What the task requires:
Using the listing below, copy every line that mentions "camouflage".

Records for this task:

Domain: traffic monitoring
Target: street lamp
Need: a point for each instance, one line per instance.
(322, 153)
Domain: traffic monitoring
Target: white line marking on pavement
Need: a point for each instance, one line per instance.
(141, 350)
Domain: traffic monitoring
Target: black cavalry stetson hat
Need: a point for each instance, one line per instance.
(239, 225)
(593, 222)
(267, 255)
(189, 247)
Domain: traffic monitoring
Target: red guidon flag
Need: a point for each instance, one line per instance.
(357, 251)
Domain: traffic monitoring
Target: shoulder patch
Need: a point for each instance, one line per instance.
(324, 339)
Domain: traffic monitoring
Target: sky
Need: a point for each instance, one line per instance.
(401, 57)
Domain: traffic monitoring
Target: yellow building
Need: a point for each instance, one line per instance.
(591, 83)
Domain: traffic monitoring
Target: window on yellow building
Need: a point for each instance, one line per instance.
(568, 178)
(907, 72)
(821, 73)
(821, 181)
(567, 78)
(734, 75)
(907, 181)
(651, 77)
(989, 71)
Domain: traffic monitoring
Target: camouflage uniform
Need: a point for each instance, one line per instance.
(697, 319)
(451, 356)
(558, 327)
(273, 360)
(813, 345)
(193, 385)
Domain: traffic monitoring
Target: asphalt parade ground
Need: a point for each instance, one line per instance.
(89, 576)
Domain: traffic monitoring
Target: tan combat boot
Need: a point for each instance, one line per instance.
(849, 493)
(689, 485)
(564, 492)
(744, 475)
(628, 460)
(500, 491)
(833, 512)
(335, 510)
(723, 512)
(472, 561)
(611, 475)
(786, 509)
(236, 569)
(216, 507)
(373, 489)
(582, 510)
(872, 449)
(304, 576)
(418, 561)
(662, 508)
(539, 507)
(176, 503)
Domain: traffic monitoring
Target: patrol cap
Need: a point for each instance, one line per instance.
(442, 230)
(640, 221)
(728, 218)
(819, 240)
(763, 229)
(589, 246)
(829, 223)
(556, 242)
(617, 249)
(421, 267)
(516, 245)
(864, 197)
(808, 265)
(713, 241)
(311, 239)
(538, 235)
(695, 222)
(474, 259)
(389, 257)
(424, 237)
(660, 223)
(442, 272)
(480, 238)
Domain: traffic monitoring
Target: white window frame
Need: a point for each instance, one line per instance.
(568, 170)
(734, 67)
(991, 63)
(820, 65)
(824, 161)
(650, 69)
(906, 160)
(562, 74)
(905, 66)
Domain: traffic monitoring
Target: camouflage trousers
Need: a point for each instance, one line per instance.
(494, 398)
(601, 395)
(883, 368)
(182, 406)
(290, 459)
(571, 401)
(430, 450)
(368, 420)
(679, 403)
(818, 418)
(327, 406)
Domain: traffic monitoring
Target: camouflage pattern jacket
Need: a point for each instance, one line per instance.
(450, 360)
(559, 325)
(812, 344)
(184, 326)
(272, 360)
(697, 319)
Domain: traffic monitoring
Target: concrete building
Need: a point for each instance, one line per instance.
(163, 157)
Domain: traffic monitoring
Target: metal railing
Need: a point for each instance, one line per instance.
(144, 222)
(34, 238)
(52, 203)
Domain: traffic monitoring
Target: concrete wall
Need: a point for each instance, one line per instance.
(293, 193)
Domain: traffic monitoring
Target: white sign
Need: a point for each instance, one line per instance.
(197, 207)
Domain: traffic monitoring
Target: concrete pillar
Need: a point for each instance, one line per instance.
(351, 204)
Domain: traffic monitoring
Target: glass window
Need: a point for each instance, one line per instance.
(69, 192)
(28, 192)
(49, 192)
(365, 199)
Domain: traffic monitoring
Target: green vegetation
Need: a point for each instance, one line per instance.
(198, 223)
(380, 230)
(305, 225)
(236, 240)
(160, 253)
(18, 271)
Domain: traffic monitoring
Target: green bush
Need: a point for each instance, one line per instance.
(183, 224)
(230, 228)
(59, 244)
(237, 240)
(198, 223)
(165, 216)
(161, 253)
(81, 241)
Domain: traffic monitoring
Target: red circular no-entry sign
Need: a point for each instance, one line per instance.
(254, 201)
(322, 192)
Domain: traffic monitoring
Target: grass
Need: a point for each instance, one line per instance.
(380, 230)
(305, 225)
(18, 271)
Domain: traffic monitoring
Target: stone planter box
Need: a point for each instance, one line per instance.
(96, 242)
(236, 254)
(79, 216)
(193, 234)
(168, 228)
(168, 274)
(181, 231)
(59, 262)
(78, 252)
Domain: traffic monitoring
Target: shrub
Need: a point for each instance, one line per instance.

Answer to the exercise:
Target: camouflage uniform
Target: camouflage trousers
Target: camouflage pattern jacket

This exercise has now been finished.